[Given request]: Rewrite each of the following records with "leaning tree trunk" replaced by "tilted tree trunk", keeping everything else the same.

[Available data]:
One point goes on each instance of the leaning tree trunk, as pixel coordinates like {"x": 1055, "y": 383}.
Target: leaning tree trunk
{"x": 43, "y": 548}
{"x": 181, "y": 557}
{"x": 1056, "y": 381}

[Result of the exercise]:
One point goes on each instance of the tilted tree trunk, as pixel coordinates like {"x": 1055, "y": 383}.
Target: tilted tree trunk
{"x": 43, "y": 548}
{"x": 181, "y": 557}
{"x": 1056, "y": 381}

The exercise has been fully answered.